Saved entries
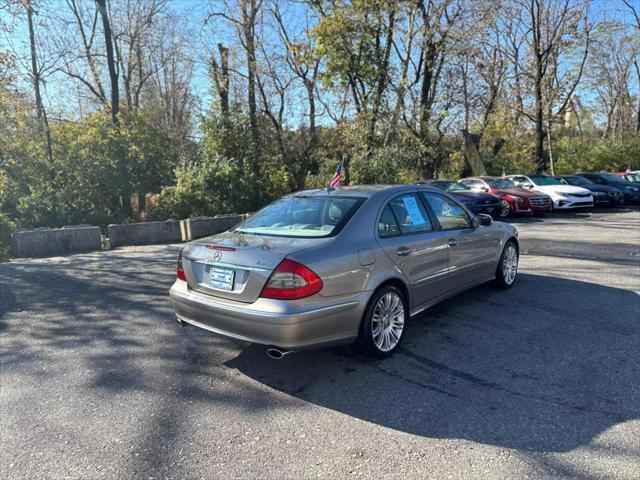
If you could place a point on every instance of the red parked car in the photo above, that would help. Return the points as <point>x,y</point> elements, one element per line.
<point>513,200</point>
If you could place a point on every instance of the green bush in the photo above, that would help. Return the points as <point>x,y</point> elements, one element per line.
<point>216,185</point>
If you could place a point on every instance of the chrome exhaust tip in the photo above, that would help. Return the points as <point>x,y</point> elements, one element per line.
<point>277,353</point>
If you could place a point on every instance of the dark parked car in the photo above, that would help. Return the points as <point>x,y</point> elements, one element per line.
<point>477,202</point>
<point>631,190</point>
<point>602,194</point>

* * *

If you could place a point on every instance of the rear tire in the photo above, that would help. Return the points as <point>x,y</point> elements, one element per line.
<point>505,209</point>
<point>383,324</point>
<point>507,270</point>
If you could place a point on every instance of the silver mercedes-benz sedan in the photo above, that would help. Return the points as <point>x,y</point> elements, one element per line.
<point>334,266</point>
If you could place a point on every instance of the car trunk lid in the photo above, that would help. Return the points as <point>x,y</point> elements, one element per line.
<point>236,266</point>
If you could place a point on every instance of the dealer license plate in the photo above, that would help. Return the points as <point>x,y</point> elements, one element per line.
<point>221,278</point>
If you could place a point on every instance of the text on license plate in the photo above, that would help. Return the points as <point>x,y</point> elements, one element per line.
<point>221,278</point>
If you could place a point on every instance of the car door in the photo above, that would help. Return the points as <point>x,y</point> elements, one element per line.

## REQUIRED WORK
Looking at the data above, return every line from the one with "of the silver" down to the one with "the car door", exactly and inclusively.

## ANSWER BELOW
If you could place a point on every instance of the silver mercedes-benz sedan in the photo above, that would help. Return the points as <point>x,y</point> elements, one element per line.
<point>334,266</point>
If you could place a point on every instance of the car trunk lid in the photo above, that would help. Return the points as <point>x,y</point> elements, one element per line.
<point>236,266</point>
If you could place a point on every instance of the dealer license plate in the photo above, that would help. Return the points as <point>x,y</point> elements, one element per line.
<point>221,278</point>
If you could place a point on every instance of the text on license plate in the photo above, that would help. Return the points as <point>x,y</point> elements, one element per line.
<point>221,278</point>
If you could place a point on every instance of the car door in the photo above, that would help. Return the points as <point>x,y</point> elements, one element per line.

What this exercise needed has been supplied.